**TASK STATEMENT:**
List every line of the listing that contains the word "blue", copying each line whole. Treat uppercase and lowercase as different.
═══
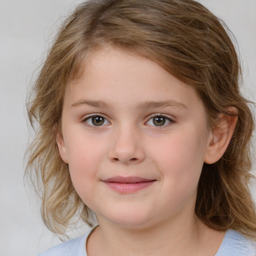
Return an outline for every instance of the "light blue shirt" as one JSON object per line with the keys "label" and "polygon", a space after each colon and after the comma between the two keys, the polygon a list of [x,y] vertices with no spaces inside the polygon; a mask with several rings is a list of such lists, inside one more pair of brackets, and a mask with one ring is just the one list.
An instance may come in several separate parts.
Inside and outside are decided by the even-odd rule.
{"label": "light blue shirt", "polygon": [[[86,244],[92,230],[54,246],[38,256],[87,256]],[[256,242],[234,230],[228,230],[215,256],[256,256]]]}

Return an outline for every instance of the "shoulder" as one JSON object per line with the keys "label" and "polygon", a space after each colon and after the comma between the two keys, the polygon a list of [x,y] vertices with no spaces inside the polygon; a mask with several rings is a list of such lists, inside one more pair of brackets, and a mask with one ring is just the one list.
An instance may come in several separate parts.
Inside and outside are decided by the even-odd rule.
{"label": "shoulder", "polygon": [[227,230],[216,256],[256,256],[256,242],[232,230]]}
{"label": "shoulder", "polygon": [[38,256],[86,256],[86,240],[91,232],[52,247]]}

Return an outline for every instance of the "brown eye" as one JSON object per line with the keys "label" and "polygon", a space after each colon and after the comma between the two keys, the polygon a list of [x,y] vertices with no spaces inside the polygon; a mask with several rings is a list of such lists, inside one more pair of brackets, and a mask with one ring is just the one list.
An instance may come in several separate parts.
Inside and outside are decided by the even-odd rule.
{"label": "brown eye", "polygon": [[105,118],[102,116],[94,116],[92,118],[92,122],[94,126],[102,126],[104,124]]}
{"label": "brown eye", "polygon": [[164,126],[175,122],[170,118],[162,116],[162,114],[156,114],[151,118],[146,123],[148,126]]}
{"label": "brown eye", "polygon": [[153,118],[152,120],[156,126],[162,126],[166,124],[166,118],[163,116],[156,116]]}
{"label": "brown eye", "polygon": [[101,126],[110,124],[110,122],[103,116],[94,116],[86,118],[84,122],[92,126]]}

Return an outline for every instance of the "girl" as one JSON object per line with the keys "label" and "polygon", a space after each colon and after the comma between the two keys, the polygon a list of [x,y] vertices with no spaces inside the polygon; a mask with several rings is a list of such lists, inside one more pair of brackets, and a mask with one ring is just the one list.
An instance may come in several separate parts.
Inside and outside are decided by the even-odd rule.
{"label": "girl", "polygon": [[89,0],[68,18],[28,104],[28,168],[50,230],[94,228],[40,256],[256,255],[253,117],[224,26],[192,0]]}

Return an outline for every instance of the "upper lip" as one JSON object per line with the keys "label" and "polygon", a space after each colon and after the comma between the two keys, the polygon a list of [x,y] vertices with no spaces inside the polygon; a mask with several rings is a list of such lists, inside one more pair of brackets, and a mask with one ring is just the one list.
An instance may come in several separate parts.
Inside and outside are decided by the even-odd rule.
═══
**SOLUTION TO THIS TASK:**
Return an outline for every instance of the "light blue shirt" as one JSON object per line with the keys "label" and "polygon", a space after each colon and after the comma between the two keys, the polygon a list of [x,y] vertices with no spaces inside the polygon; a mask with several rings is a list of such lists, inside one more pair of brackets, and a mask with one ring is just the one list.
{"label": "light blue shirt", "polygon": [[[86,244],[92,230],[54,246],[38,256],[87,256]],[[256,242],[234,230],[228,230],[215,256],[256,256]]]}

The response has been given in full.